Work to do ▸
Restate every line of the material, word for word.
** Start of Records to use **
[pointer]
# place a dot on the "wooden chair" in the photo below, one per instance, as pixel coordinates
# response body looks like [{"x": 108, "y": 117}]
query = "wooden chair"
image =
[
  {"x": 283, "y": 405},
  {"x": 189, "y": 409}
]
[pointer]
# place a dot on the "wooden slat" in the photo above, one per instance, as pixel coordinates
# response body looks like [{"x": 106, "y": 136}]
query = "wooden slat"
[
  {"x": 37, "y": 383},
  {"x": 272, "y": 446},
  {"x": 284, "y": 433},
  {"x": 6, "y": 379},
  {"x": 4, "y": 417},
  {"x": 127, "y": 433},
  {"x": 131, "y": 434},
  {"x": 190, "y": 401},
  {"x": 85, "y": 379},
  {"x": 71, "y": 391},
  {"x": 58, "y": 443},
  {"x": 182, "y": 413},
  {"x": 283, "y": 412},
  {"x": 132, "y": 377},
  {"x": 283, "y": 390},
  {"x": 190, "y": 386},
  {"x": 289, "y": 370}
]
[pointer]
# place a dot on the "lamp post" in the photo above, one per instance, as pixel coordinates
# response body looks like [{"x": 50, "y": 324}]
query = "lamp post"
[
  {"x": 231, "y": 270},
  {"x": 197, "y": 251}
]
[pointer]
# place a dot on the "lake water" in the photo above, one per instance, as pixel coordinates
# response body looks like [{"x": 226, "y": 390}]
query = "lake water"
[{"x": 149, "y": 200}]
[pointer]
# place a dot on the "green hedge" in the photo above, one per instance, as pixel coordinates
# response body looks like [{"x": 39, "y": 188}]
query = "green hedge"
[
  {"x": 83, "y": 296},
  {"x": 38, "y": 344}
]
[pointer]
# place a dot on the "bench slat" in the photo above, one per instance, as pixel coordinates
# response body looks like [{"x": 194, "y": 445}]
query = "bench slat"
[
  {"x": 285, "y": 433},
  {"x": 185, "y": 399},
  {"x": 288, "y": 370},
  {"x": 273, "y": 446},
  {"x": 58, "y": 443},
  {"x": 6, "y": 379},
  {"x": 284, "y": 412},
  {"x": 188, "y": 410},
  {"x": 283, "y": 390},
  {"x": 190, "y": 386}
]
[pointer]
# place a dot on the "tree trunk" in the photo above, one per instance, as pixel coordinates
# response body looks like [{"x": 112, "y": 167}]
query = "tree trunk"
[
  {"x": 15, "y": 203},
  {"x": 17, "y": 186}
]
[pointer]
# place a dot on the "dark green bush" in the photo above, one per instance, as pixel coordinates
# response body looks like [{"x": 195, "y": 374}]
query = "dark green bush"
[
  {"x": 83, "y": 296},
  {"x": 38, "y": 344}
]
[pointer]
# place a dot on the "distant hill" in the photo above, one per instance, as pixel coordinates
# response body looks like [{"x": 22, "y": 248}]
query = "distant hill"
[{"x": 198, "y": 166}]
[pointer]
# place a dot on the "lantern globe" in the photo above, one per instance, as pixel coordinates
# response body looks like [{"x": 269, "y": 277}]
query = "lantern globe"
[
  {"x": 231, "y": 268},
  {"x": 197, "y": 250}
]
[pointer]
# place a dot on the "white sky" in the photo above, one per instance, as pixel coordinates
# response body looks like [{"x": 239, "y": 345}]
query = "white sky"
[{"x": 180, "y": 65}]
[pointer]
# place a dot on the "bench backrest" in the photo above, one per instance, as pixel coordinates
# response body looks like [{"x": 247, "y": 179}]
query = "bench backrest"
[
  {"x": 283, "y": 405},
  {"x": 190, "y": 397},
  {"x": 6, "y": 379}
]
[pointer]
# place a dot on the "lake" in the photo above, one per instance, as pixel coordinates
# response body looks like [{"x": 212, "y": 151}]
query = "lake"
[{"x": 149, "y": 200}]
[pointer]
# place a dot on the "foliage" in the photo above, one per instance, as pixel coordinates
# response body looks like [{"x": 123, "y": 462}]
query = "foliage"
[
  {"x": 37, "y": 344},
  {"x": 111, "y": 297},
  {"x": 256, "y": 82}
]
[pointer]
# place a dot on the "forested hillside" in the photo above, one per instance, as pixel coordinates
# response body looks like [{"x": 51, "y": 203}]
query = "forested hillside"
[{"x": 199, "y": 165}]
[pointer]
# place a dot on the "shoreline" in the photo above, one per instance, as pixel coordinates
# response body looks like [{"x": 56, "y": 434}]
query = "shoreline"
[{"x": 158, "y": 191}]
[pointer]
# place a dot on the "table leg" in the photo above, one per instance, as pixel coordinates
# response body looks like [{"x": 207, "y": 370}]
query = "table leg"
** End of Records to use **
Output for this task ▸
[pointer]
# place a dot on the "wooden chair" in the photo below, one per instance, as pixel coordinates
# response body looks like [{"x": 108, "y": 117}]
query = "wooden chair"
image =
[
  {"x": 283, "y": 405},
  {"x": 189, "y": 409}
]
[pointer]
# place a dot on the "wooden slat" in the photo above, one per instance, as pixel coordinates
# response body looks like [{"x": 106, "y": 136}]
query = "wooden slat"
[
  {"x": 37, "y": 383},
  {"x": 272, "y": 446},
  {"x": 284, "y": 433},
  {"x": 6, "y": 379},
  {"x": 4, "y": 417},
  {"x": 127, "y": 433},
  {"x": 131, "y": 434},
  {"x": 190, "y": 401},
  {"x": 85, "y": 379},
  {"x": 71, "y": 391},
  {"x": 58, "y": 443},
  {"x": 182, "y": 413},
  {"x": 283, "y": 412},
  {"x": 132, "y": 377},
  {"x": 283, "y": 390},
  {"x": 190, "y": 386},
  {"x": 289, "y": 370}
]
[pointer]
# place a dot on the "lamp post" in the photo above, one per instance, as pixel coordinates
# response body looks like [{"x": 50, "y": 324}]
query = "lamp post"
[
  {"x": 231, "y": 270},
  {"x": 197, "y": 251}
]
[pointer]
# place a dot on the "lake water" in the photo above, one per instance, as pixel coordinates
# response body looks like [{"x": 226, "y": 390}]
query = "lake water"
[{"x": 149, "y": 200}]
[pointer]
# place a dot on the "green hedge" in the photo above, one per instance, as pixel coordinates
# response body looks like [{"x": 39, "y": 188}]
query = "green hedge"
[
  {"x": 83, "y": 296},
  {"x": 38, "y": 344}
]
[pointer]
# place a dot on the "bench slat" in the photo above, one per instance, as pixel coordinates
# response body looks like [{"x": 194, "y": 445}]
query = "bench slat"
[
  {"x": 285, "y": 433},
  {"x": 185, "y": 399},
  {"x": 288, "y": 370},
  {"x": 273, "y": 446},
  {"x": 58, "y": 443},
  {"x": 6, "y": 379},
  {"x": 284, "y": 412},
  {"x": 188, "y": 410},
  {"x": 283, "y": 390},
  {"x": 190, "y": 386}
]
[pointer]
# place a dot on the "tree trunk" in the photo above, one per instance, as pixel coordinates
# response body looks like [{"x": 112, "y": 167}]
query = "tree trunk"
[
  {"x": 15, "y": 203},
  {"x": 17, "y": 186}
]
[pointer]
# place a dot on the "dark green bush" in the photo above, one per instance, as pixel coordinates
# response body looks like [{"x": 195, "y": 374}]
query = "dark green bush"
[
  {"x": 83, "y": 296},
  {"x": 38, "y": 344}
]
[pointer]
# place a dot on the "distant hill" in the photo above, one per instance, as pixel coordinates
# response body looks like [{"x": 22, "y": 248}]
query = "distant hill"
[{"x": 198, "y": 166}]
[pointer]
# place a dot on the "lantern globe" in the photo above, one per instance, as pixel coordinates
# response body looks like [{"x": 269, "y": 277}]
query = "lantern globe"
[
  {"x": 231, "y": 268},
  {"x": 197, "y": 250}
]
[pointer]
# place a dot on the "white sky" in the photo above, one per instance, as pixel coordinates
# response body looks like [{"x": 239, "y": 345}]
query = "white sky"
[{"x": 180, "y": 65}]
[pointer]
# place a dot on the "bench backrest" in the photo above, one per instance, as pixel coordinates
# response body looks like [{"x": 247, "y": 179}]
query = "bench backrest"
[
  {"x": 283, "y": 405},
  {"x": 190, "y": 397},
  {"x": 6, "y": 379}
]
[pointer]
# place a dot on the "lake" in the photo above, one per instance, as pixel coordinates
# response body looks like [{"x": 212, "y": 151}]
query = "lake"
[{"x": 149, "y": 200}]
[pointer]
# place a dot on the "foliage" in the photo above, one per instance, as pixel coordinates
# response body looks like [{"x": 123, "y": 462}]
query = "foliage"
[
  {"x": 37, "y": 344},
  {"x": 111, "y": 297},
  {"x": 256, "y": 82}
]
[pointer]
# place a dot on the "forested hillside" in the photo above, one per instance, as pixel coordinates
# response body looks like [{"x": 51, "y": 203}]
query = "forested hillside"
[{"x": 199, "y": 165}]
[pointer]
# place a dot on the "shoreline" in the photo above, one per instance, as pixel coordinates
# response body looks like [{"x": 56, "y": 434}]
query = "shoreline"
[{"x": 158, "y": 191}]
[pointer]
# place a dot on the "table leg" in the photo above, one per instance, as pixel coordinates
# response body looks like [{"x": 207, "y": 370}]
query = "table leg"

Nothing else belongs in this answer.